Document>
Detectives moved in yesterday afternoon and arrested a man in his early 40s at his home in Passage West after they received a tip-off that half burned Northern Ireland bank notes were seen near the man's home in the Cork Harbour town.
Gardaí believe the man panicked on Thursday night after hearing that detectives were closing in on those connected with the republican money-laundering operation and that he tried to burn a large amount of Northern Ireland sterling notes in the fireplace of his home.
Officers believe the man simply deposited the money in the fireplace and set it alight but some of the notes were blown up the chimney before they were fully burned and gardaí were alerted yesterday morning that half burned notes were to found near his home.
Detectives raided the man's house yesterday afternoon and found some half-burned Northern Ireland bank notes outside the house while they also found one intact Northern Ireland bank note inside the house.

Objectives>
1. List each distinct time reference, such as a day or part of a day, that the news report uses to say when something happened.
2. According to the news report, where did the man try to burn the Northern Ireland sterling notes?

Material provided>
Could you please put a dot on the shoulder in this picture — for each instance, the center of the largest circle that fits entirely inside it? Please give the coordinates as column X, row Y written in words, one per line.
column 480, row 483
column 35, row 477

Worked solutions>
1. Yesterday afternoon; Thursday night; yesterday morning

2. In the fireplace of his home.